--- Document extract Enclosed Below ---

An autumn walk in the woods
I was not at all happy to have to deal with last Thursday’s (Oct. 27) snow/sleet/ice/rain storm that made driving very tricky and also took down lots of the remaining leaves. It seems too early for fall to end and much too soon for winter to arrive.
We had a beautiful fall season and the snow seemed to signal an early end, much to my dismay. Nevertheless, my friend Lester suggested we go hunting on Friday, the final day of the fall turkey season. The snow, which remained un-melted at altitudes above 1,000 feet, would make for easy tracking should we come upon a trail of turkey tracks. I was planning on staying indoors all day Friday, to sulk, and think about my upcoming migration to Florida, but the enjoyment I get from tracking made me change my mind. Fresh snow ensured that any tracks we found could be followed and fall turkeys can sometimes be walked up to.
We left Lester’s house at noon, going off in different directions, planning to meet up in the woods in about two hours at a place we call the “pincher” spot. After more than 30 years of hunting these woods, we share a dozen or more well-known landmarks spread out over a few hundred acres or so. The pincher spot is a crossroads of three, well-used deer trails in a mixed hemlock/beech forest where
a triple-trunked, oversize, red oak makes a comfortable backrest for a long sit. I have spent many hours sitting at the base of that tree. To get there is a pretty hefty hike, uphill mostly, for a half of a mile.
I know a half-dozen different ways to get to the pincher spot, featuring several different forest types along each route. I decided to walk up through
the mostly white birch woods, in the hopes of finding Chaga, if not turkeys. Chaga (Inonotus obliquus) is an interesting fungus that grows on the trunks of all species of birch, as well as beech and hop hornbeam. It is highly regarded as an herbal remedy, immune stimulant and it makes a tasty tea that even I like.
It took me about an hour and a half to get to the pincher spot, and I did not spot a single Chaga on the way, but I did see several stumps sprouting lots of turkey tail (Trametes versicolor) , which is another medicinal mushroom I collect.

--- End of Enclosed Document extract ---
--- Data extracts Enclosed Below ---

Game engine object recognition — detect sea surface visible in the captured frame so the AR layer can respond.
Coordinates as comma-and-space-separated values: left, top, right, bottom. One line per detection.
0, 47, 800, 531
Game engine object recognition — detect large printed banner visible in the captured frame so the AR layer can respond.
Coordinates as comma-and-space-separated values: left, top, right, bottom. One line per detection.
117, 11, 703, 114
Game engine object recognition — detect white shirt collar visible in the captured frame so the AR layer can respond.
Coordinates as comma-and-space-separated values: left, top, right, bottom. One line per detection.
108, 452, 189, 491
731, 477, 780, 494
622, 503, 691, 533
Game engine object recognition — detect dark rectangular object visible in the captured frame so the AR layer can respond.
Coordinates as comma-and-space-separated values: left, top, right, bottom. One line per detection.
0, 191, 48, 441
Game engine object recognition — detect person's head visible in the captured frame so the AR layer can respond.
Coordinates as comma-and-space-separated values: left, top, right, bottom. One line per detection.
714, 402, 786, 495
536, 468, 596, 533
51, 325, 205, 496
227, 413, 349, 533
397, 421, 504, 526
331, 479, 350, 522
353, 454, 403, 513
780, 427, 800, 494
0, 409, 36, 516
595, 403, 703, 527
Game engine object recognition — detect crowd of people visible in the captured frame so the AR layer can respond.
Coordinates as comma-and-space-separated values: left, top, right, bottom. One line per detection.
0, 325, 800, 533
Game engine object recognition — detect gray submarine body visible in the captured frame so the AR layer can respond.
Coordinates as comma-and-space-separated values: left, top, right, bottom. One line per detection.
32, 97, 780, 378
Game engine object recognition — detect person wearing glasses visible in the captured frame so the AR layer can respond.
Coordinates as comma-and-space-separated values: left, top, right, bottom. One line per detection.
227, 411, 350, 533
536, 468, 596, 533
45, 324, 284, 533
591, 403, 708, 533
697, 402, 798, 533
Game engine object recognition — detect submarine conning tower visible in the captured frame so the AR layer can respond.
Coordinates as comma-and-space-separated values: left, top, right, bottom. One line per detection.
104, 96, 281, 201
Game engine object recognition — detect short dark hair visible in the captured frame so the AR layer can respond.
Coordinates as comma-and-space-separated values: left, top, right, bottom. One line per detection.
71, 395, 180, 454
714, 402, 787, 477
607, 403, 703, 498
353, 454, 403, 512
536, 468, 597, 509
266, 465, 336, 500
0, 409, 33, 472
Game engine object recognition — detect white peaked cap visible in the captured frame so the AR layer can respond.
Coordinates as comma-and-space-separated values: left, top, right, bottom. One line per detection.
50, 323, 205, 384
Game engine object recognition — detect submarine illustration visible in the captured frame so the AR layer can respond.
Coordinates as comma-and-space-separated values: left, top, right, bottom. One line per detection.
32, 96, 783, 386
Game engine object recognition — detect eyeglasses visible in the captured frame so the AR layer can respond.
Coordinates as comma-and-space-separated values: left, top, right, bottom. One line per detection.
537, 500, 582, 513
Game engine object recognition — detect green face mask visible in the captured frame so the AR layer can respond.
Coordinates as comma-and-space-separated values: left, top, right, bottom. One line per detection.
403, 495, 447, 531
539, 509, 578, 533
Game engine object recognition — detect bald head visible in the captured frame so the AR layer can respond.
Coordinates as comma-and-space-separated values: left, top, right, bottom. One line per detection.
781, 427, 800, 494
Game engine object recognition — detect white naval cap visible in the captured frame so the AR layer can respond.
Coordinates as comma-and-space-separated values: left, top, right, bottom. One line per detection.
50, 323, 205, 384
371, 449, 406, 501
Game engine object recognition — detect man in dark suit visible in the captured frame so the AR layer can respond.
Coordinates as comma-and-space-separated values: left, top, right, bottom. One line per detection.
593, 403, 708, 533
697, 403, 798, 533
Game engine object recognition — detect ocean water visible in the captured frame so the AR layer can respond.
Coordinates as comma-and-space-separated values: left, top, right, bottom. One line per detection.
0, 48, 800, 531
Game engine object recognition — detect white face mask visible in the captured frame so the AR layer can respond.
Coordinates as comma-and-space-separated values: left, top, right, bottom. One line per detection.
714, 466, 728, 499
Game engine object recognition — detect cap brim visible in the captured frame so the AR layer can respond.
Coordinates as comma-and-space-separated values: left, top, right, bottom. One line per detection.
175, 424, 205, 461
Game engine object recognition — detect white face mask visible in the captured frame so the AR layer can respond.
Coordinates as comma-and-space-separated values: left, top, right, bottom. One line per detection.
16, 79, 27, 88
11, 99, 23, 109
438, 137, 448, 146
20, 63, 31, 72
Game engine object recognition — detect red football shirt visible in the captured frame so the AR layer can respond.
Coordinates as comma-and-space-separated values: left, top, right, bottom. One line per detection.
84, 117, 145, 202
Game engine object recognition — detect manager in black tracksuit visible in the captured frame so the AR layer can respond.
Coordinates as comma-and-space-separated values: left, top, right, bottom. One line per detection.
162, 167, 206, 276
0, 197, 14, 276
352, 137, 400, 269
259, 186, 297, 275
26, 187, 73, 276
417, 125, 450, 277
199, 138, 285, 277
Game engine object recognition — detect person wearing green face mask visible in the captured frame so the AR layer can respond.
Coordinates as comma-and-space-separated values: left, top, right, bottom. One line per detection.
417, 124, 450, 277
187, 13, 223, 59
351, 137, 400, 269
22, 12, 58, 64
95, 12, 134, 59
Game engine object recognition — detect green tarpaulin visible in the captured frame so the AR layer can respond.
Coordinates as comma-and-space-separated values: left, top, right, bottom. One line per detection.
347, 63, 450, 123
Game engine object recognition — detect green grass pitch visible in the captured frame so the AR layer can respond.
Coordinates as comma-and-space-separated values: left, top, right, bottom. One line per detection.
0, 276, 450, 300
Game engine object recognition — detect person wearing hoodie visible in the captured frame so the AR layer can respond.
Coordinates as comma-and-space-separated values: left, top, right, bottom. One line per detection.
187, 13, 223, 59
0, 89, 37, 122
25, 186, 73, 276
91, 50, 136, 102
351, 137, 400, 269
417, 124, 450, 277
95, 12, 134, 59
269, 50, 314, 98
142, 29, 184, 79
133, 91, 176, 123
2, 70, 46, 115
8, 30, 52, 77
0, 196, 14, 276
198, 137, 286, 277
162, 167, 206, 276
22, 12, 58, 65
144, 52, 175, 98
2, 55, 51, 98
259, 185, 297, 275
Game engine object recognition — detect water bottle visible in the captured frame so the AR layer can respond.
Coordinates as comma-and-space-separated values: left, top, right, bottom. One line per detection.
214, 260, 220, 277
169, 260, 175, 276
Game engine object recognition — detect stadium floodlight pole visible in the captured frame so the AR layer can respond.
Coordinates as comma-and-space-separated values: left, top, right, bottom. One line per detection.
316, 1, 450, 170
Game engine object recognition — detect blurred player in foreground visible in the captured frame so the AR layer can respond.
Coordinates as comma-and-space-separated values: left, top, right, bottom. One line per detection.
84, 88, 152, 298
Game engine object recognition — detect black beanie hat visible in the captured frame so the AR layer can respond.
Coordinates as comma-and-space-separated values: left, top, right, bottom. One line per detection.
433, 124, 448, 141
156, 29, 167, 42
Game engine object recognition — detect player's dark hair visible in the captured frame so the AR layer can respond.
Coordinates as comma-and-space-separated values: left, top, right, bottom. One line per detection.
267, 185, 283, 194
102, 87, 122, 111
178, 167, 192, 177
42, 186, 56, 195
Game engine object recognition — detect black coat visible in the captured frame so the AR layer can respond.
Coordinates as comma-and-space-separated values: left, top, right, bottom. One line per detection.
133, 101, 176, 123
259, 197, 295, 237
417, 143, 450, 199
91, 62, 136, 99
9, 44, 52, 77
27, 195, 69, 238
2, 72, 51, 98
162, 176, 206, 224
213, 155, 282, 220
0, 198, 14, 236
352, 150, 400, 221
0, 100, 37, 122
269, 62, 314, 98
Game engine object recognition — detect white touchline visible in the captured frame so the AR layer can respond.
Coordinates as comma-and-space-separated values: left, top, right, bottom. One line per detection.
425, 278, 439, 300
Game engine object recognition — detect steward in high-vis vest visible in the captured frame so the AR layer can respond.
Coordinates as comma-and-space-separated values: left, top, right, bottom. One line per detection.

--- End of Enclosed Data extracts ---

• Problem set:
- a) Rewrite the paragraph in the autumn walk piece that begins "We had a beautiful fall season" as a short bulleted list that keeps its main facts.
- b) From the autumn walk piece, extract the passage from "We left Lester’s" to "half of a mile.".

• Task solutions:
- a)
- The fall season had been beautiful, and the snow seemed to signal an early end to it.
- Lester suggested hunting on Friday, the final day of the fall turkey season.
- Snow stayed un-melted above 1,000 feet, which would make turkey tracks easy to follow.
- The plan had been to stay indoors Friday and think about the upcoming migration to Florida, but the enjoyment of tracking changed that.
- Fresh snow meant any tracks found could be followed, and fall turkeys can sometimes be walked up to.

- b)
We left Lester’s house at noon, going off in different directions, planning to meet up in the woods in about two hours at a place we call the “pincher” spot. After more than 30 years of hunting these woods, we share a dozen or more well-known landmarks spread out over a few hundred acres or so. The pincher spot is a crossroads of three, well-used deer trails in a mixed hemlock/beech forest where
a triple-trunked, oversize, red oak makes a comfortable backrest for a long sit. I have spent many hours sitting at the base of that tree. To get there is a pretty hefty hike, uphill mostly, for a half of a mile.